▸ **Text shown**:
========
## Part (a)
Let $y = \tanh^{-1}x$ so $x = \tanh y$ | M1 | AO2

$= \frac{e^y - e^{-y}}{e^y + e^{-y}}$ | A1 | AO2

$xe^y + xe^{-y} = e^y - e^{-y}$ | A1 | AO2

$e^{2y} = \frac{1+x}{1-x}$ | A1 | AO2

$y = \frac{1}{2}\ln\left(\frac{1+x}{1-x}\right)$ | A1 | AO2

## Part (b)
$a\cosh x + b\sinh x \equiv r\cosh(x+\alpha)$ | M1 | AO2

$= r\cosh x \cosh\alpha + r\sinh x \sinh\alpha$

Equating like terms:

$r\cosh\alpha = a$ | A1 | AO2

$r\sinh\alpha = b$

Dividing:

$\tanh\alpha = \frac{b}{a}$ | M1 | AO2

$\alpha = \tanh^{-1}\left(\frac{b}{a}\right)$ | A1 | AO2

$= \frac{1}{2}\ln\left(\frac{1+b/a}{1-b/a}\right) = \frac{1}{2}\ln\left(\frac{a+b}{a-b}\right)$

Squaring and subtracting the above equations:

$r^2(\cosh^2\alpha - \sinh^2\alpha) = a^2 - b^2$ | M1 | AO1

$r = \sqrt{a^2 - b^2}$ | A1 | AO1

## Part (c)
========
▸ **Extracted material**:
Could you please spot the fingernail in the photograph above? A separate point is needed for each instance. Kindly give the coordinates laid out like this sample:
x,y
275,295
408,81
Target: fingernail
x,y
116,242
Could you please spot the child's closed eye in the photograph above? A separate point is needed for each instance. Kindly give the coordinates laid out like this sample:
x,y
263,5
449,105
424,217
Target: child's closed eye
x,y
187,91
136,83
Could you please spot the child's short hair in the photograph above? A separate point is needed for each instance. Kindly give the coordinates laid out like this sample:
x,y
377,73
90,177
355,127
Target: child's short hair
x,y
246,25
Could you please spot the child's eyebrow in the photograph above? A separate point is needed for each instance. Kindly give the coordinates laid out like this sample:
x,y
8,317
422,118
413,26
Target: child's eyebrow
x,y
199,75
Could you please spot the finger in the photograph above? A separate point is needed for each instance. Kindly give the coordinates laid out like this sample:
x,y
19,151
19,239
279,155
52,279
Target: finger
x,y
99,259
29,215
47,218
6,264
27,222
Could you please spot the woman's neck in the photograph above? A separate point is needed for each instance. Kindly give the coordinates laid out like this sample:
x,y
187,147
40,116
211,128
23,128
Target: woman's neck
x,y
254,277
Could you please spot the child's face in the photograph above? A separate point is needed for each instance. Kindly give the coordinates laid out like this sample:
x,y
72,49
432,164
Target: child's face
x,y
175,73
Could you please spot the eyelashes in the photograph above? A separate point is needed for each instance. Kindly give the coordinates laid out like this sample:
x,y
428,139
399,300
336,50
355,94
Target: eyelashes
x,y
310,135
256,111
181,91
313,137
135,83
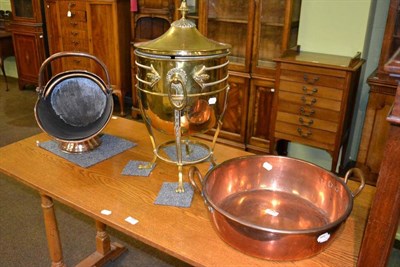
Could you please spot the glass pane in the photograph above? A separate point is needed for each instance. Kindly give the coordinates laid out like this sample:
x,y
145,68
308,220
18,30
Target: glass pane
x,y
271,31
23,8
228,9
233,34
270,45
149,28
396,33
227,23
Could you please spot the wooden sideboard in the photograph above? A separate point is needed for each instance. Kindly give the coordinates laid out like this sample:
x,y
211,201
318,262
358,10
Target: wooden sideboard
x,y
97,27
381,97
314,101
384,216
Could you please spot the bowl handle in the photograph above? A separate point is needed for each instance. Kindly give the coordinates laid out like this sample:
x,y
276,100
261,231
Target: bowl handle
x,y
360,175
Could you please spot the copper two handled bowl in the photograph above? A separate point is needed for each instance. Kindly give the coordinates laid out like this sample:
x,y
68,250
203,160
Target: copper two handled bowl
========
▸ **Given request A**:
Rewrite the line of the mark scheme that begins "Let $y = \tanh^{-1}x$" as a short list that keeps its statement, its mark, and its assessment objective.
▸ **Given request B**:
Quote the mark scheme word for word from "## Part (a)" to "## Part (b)".

▸ **Right answer A**:
- Step: let $y = \tanh^{-1}x$, so $x = \tanh y$
- Mark: M1
- Assessment objective: AO2

▸ **Right answer B**:
## Part (a)
Let $y = \tanh^{-1}x$ so $x = \tanh y$ | M1 | AO2

$= \frac{e^y - e^{-y}}{e^y + e^{-y}}$ | A1 | AO2

$xe^y + xe^{-y} = e^y - e^{-y}$ | A1 | AO2

$e^{2y} = \frac{1+x}{1-x}$ | A1 | AO2

$y = \frac{1}{2}\ln\left(\frac{1+x}{1-x}\right)$ | A1 | AO2

## Part (b)